### Records for the exercise ###

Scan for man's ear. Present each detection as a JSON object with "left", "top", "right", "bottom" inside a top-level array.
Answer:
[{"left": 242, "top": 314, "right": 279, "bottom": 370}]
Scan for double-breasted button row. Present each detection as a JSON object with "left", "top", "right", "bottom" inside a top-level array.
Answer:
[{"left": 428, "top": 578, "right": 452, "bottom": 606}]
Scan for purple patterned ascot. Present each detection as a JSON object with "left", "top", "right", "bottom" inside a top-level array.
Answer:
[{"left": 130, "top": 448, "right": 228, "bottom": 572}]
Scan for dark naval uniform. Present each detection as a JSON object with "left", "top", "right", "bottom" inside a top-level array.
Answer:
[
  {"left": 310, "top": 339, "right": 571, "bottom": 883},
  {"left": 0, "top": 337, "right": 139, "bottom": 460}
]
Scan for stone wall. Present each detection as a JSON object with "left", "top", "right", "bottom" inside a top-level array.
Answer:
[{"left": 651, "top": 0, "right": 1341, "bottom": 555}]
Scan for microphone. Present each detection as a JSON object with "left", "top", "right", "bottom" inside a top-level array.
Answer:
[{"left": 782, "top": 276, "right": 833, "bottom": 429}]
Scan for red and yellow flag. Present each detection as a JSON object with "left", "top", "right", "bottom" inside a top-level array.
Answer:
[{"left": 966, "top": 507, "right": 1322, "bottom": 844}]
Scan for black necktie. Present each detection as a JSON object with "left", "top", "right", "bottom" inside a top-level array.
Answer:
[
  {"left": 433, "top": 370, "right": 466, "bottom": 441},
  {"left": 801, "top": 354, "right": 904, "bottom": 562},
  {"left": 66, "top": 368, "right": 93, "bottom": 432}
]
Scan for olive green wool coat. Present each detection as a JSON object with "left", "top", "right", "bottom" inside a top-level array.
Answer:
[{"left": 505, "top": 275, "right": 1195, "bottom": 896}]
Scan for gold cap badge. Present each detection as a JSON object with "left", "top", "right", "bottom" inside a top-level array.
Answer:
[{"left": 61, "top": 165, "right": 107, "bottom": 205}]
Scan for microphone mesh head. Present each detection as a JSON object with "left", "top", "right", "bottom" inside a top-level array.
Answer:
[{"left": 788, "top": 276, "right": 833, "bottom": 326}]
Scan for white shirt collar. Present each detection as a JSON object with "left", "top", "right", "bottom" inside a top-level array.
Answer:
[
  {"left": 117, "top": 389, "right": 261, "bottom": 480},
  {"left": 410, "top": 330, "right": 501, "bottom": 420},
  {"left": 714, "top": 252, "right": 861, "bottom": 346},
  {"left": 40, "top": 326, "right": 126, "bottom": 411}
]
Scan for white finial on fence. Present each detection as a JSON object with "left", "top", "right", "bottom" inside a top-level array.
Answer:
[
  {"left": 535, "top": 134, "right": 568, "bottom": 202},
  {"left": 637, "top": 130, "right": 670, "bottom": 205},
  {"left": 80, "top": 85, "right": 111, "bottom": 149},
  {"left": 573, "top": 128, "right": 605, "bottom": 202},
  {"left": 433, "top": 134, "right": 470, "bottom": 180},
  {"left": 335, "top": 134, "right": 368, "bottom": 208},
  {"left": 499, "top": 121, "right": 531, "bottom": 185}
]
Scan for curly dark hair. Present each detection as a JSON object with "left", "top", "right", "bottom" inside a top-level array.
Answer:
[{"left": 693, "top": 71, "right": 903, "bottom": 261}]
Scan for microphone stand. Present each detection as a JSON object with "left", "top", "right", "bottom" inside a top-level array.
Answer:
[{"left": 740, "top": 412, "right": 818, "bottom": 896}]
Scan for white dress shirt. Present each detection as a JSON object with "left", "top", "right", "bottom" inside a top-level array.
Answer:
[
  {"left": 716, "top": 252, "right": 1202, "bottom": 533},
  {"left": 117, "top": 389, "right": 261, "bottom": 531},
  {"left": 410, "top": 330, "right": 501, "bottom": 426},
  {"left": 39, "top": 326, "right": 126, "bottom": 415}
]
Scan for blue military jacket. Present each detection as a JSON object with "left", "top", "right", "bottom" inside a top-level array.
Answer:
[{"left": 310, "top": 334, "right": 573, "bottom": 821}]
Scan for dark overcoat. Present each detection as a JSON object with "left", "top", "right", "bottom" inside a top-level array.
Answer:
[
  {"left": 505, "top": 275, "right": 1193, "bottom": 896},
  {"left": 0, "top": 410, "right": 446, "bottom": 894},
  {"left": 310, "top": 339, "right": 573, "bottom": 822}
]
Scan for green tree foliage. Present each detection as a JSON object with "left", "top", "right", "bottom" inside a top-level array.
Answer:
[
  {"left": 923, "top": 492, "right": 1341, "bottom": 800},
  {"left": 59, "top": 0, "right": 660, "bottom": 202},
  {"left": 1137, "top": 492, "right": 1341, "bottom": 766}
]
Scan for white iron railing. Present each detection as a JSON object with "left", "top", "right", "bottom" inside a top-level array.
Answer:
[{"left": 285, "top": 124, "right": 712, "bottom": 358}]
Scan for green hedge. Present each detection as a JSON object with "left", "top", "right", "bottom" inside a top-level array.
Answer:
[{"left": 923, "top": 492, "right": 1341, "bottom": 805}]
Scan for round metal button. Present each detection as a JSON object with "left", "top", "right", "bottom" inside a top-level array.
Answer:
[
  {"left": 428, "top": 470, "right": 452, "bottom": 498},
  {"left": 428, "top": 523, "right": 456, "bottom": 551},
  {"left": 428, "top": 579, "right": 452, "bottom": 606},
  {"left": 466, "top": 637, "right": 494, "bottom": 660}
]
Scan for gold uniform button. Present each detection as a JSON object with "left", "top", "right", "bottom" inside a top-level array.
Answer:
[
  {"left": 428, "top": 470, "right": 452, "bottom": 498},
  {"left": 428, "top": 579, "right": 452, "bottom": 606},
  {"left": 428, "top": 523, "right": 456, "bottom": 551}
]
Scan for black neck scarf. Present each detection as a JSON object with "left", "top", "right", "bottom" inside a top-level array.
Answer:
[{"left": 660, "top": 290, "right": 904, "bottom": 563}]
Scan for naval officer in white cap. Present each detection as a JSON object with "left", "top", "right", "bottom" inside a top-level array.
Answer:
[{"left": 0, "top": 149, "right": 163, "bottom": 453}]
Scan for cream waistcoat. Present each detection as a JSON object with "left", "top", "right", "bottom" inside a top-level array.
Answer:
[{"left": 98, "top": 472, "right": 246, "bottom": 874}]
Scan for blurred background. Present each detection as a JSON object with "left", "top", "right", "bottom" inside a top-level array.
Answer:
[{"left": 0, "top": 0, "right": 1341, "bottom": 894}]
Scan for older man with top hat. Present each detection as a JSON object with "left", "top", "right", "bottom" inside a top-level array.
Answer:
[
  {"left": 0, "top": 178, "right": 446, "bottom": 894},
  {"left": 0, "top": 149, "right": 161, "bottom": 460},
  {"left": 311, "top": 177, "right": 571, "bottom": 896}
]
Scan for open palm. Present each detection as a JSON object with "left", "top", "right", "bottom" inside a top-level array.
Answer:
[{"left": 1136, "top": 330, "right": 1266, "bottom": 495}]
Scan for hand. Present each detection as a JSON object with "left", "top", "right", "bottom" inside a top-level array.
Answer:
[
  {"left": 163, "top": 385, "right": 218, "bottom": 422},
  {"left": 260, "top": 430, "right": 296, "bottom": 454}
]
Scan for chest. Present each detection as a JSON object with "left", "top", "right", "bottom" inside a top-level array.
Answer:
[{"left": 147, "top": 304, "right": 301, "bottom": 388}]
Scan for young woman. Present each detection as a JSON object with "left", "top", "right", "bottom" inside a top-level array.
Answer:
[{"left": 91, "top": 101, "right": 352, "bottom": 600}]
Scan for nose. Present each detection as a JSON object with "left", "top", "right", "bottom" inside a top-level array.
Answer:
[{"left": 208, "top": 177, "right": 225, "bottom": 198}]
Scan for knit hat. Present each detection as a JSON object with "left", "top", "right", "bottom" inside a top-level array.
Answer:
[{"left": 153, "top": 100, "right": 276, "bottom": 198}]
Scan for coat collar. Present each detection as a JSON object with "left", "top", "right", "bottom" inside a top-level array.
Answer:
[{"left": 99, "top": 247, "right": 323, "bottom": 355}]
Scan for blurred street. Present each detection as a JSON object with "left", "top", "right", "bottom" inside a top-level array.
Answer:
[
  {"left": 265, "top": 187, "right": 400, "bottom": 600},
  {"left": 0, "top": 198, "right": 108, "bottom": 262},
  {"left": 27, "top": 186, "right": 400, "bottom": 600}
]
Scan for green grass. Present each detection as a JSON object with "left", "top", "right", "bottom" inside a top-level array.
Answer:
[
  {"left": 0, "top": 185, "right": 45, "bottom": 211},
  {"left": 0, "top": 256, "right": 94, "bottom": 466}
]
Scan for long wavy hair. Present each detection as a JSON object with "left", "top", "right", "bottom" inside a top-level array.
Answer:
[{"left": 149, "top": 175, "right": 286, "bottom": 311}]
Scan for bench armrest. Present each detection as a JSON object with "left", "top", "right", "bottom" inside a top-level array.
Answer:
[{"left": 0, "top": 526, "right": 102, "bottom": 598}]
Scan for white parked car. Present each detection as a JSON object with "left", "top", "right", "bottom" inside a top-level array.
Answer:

###

Instructions to follow » Would you give again, word for word, every line from the one with "Scan for knit" through the final line of the listing above?

Exercise response »
Scan for knit hat. Present each detection as a JSON object with "left", "top", "right", "bottom" inside a top-level array.
Answer:
[{"left": 153, "top": 100, "right": 276, "bottom": 198}]
Scan for coat collar. Present each detection as a JSON object with "left", "top", "right", "bottom" inside a top-level array.
Answer:
[{"left": 99, "top": 247, "right": 323, "bottom": 355}]
Scan for blurred street. Present each detection as a JSON object with "left", "top", "right", "bottom" inside a top-level array.
Answer:
[
  {"left": 265, "top": 187, "right": 400, "bottom": 600},
  {"left": 0, "top": 198, "right": 108, "bottom": 262},
  {"left": 27, "top": 186, "right": 400, "bottom": 600}
]
Scan for green grass. Present each detection as a JSON object with "left", "top", "right", "bottom" inside a top-level array.
Answer:
[
  {"left": 0, "top": 185, "right": 45, "bottom": 211},
  {"left": 0, "top": 256, "right": 94, "bottom": 466}
]
Scan for long wavy hair. Present each detection as a JSON object with "left", "top", "right", "bottom" inside a top-level array.
Answer:
[{"left": 149, "top": 175, "right": 286, "bottom": 311}]
Scan for bench armrest. Present each detection as a JSON object with "left", "top", "right", "bottom" inside a top-level array.
Answer:
[{"left": 0, "top": 526, "right": 102, "bottom": 598}]
Scan for white parked car. Present each detection as a JSON object with "left", "top", "right", "bottom" inside a top-level array.
Answer:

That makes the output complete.